** start **

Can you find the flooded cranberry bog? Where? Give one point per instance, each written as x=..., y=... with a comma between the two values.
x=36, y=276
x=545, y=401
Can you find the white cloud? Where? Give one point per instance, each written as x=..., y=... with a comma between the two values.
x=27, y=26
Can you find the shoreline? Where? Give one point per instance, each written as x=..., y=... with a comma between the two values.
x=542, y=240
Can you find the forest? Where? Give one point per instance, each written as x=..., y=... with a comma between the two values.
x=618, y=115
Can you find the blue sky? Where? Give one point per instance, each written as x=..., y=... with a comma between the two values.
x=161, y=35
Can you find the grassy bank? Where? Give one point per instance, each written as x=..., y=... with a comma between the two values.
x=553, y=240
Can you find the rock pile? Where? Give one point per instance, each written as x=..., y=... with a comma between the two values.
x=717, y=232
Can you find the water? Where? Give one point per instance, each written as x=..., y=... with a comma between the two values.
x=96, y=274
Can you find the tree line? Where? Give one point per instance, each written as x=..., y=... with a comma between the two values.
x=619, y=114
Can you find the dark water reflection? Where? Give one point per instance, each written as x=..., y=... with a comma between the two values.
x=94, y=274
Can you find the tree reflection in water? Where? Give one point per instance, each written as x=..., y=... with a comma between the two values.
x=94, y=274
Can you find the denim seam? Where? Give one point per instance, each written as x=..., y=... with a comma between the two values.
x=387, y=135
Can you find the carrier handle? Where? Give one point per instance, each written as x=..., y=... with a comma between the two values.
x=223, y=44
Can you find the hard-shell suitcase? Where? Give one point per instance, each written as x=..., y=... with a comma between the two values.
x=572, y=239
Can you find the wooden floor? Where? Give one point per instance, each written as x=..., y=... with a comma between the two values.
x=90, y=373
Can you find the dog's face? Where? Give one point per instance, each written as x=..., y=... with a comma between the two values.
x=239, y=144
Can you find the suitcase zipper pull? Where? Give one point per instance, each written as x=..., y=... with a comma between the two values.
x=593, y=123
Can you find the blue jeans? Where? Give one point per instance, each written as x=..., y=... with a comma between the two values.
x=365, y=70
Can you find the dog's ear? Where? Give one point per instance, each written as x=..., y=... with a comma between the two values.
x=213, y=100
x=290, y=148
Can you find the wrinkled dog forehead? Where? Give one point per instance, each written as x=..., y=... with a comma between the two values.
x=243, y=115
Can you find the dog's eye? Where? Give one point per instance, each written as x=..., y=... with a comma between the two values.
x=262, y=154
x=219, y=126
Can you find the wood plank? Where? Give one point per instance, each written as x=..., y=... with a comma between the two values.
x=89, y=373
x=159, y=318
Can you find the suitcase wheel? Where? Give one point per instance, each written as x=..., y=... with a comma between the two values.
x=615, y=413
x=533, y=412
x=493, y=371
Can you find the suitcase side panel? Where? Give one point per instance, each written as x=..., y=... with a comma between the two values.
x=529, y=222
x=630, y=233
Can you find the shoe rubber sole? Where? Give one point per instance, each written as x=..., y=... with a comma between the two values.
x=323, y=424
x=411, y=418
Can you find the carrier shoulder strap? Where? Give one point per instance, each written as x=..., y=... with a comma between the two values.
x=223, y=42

** end **

Reproduce every one of the records above word for word, keeping each line and its order unchanged.

* _Exercise response_
Can you find the flooded cranberry bog? Where? Give one point per instance, each written as x=..., y=... with a comma between the two values.
x=36, y=276
x=545, y=401
Can you find the white cloud? Where? Give one point per instance, each written as x=..., y=... with a comma between the two values.
x=27, y=26
Can you find the shoreline? Where? Give one point per instance, each written as x=..., y=... with a comma between the two values.
x=542, y=240
Can you find the forest? Where? Give one point per instance, each written as x=..., y=... with a comma between the two values.
x=618, y=115
Can you find the blue sky? Where? Give one point per instance, each written as x=..., y=... with a comma between the two values.
x=161, y=35
Can you find the grassy bank? Where? Give one point per instance, each written as x=..., y=... with a comma between the two values.
x=553, y=240
Can you find the rock pile? Where? Give one point per instance, each written as x=..., y=... with a comma between the two values.
x=717, y=232
Can you find the water? Where? Give one point per instance, each written as x=..., y=... with a comma between the two values.
x=96, y=274
Can you find the tree line? Where? Give one point per instance, each written as x=..., y=... with a comma between the two values.
x=619, y=114
Can you find the dark water reflection? Where? Give one point per instance, each written as x=..., y=... with a comma between the two values.
x=94, y=274
Can you find the tree reflection in water? Where? Give one point per instance, each written as x=..., y=... with a comma between the two values.
x=94, y=274
Can you find the denim seam? Where? Give one point per instance, each written as x=..., y=... with a comma between the two values.
x=387, y=135
Can you find the carrier handle? Where? Give one point per instance, each written as x=..., y=... with a comma between the two values.
x=223, y=44
Can you find the hard-shell suitcase? Where? Give one point per instance, each written as x=..., y=... with a comma between the two values.
x=572, y=239
Can you find the wooden floor? Where? Give one point per instance, each written as x=..., y=... with a comma between the two values.
x=90, y=373
Can you find the dog's face? Where? Give one point per instance, each written as x=..., y=... with a comma between the two values.
x=239, y=144
Can you find the suitcase zipper pull? Where? Give one point per instance, each written as x=..., y=... with a comma between the two values.
x=593, y=123
Can you find the blue jeans? Where? Give one point per instance, each written as x=..., y=... with a comma between the two values.
x=365, y=70
Can you find the dog's ear? Where? Give one point per instance, each written as x=..., y=... with a comma between the two values.
x=213, y=100
x=290, y=148
Can you find the wrinkled dog forehead? Where? Give one point per instance, each written as x=..., y=... with a comma between the two values.
x=243, y=115
Can you find the dog's eye? Where? Give one point per instance, each written as x=..., y=... with a comma between the two values.
x=262, y=154
x=219, y=126
Can you find the wood plank? Where? Give one point per instance, each written as x=..., y=... with a comma between the two values.
x=89, y=373
x=159, y=318
Can you find the suitcase wheel? Where? Give one point per instance, each written as x=..., y=... with a comma between the two values.
x=615, y=413
x=533, y=412
x=493, y=371
Can you find the suitcase side panel? Where? Give one point per instance, each written as x=..., y=... with a comma between the two values.
x=529, y=222
x=630, y=233
Can you find the shoe rubber sole? Where? Give one point per instance, each written as x=..., y=... with a comma between the two values.
x=323, y=424
x=411, y=418
Can you find the carrier shoulder strap? Where? Give one point per instance, each written as x=..., y=... with a comma between the two values.
x=223, y=42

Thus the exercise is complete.